Saved entries:
_____

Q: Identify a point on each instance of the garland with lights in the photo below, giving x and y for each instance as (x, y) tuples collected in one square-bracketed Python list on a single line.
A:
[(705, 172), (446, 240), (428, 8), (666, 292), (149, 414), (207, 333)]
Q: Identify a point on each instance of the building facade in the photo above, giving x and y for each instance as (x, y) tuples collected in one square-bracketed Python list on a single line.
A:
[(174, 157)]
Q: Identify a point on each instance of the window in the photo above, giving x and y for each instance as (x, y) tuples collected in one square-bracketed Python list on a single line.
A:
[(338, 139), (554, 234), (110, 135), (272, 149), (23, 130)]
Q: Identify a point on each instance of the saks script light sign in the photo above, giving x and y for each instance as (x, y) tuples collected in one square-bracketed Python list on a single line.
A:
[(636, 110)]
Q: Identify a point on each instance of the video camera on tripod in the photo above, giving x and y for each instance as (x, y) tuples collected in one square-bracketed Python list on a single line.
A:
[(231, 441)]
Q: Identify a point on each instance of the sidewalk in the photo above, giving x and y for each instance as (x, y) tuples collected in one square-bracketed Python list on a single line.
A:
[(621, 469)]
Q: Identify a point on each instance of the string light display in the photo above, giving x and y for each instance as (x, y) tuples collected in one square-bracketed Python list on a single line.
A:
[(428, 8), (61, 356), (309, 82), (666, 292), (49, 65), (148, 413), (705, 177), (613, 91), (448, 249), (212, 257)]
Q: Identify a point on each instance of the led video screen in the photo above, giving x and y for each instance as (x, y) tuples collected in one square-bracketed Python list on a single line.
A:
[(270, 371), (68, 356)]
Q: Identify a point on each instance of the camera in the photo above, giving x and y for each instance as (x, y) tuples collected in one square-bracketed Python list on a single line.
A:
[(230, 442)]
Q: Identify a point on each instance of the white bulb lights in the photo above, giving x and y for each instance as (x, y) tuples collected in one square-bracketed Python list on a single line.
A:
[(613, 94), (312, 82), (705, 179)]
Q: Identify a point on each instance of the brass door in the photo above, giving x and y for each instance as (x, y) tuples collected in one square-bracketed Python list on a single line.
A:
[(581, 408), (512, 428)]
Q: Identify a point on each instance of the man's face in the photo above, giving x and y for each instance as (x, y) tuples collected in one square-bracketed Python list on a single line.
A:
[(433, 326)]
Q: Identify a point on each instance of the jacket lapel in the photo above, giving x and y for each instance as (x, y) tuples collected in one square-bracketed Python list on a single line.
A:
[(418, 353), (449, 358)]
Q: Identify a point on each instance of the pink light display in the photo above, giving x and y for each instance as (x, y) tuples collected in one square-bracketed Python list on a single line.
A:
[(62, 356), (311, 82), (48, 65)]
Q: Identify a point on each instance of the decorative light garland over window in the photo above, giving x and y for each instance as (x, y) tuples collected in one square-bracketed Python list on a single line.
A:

_____

Transcribe all of the records above without changing a single word.

Q: Identify a point on each instance of the garland with lights in the photo below, giving x and y for each instance as (x, y) tuples collected in one square-bracketed Python list on a single line.
A:
[(705, 172), (446, 240), (428, 8), (666, 292), (149, 414), (207, 333)]
Q: Identify a point on each instance of the building facade in the photo above, giving x and y for each instance as (x, y) tuples collected in one square-bracketed Python list on a single line.
A:
[(174, 157)]
Q: Identify a point on each instance of the window in the photo above, giving x and y for each instance as (x, y) tuples collected in one square-bracketed Python list on a single line.
A:
[(338, 139), (554, 234), (110, 135), (272, 149), (23, 130)]
Q: Identify a point on each instance of the saks script light sign in the photo above, giving x and y for each instance as (x, y) tuples collected in one square-bracketed Python list on a single line.
A:
[(636, 110)]
Q: Identify a point on each instance of the video camera on tripod in the photo above, giving x and y for each instance as (x, y) tuples collected in one square-bracketed Python list on a single line.
A:
[(231, 441)]
Q: Identify a point on each instance of the sidewalk in the photo above, giving x and y for each instance as (x, y) tuples collected in one square-bracketed Python list on a single line.
A:
[(621, 469)]
Q: Identify a point on each instance of the string light display in the photo above, giving x and y for each instance as (x, y) tuples collected in one square-bracketed Python list on a single line.
A:
[(428, 8), (61, 356), (309, 82), (666, 292), (49, 65), (148, 413), (705, 177), (613, 91), (448, 249), (212, 257)]
Q: Identify a point on each instance of the led video screen in the photo above, giving x and y for each instance as (x, y) tuples collected in one square-bracketed Python list on a single line.
A:
[(270, 371), (68, 356)]
Q: Identify a point on each instance of the camera in the photo above, giving x and y for each instance as (x, y) tuples collected in one square-bracketed Python list on a single line.
A:
[(230, 442)]
Q: Identify a point on each instance of the white bulb lights in the photo above, giving x and y for each instance as (x, y) tuples collected in one square-bracketed Python list on a single line.
A:
[(613, 94), (312, 82), (705, 179)]
Q: Identify a point on each instance of the brass door in the photo above, giving x and y for each instance as (x, y) tuples collected in one square-bracketed Python list on a single line.
A:
[(581, 408), (512, 428)]
Q: Identify a point on each instance of the man's face in the photo above, giving x and y for each instance as (x, y) tuples collected in one square-bracketed Python list on a single line.
A:
[(433, 326)]
Q: Identify a point on each instance of the jacket lapel in the photo above, giving x and y for each instance as (x, y) tuples collected in one square-bracketed Python list on a single line.
A:
[(418, 353), (449, 358)]
Q: Identify a point on each instance of the pink light display in the photo above, giving x and y for each instance as (x, y) tuples collected in one square-bracketed Python list on a single line.
A:
[(62, 356), (311, 82), (48, 65)]
Q: Identify a point on each instance of the decorative light garland over window in the photo above, giving x and y for each instance as (x, y) tuples collected in one square-bracketed Python list on a single line.
A:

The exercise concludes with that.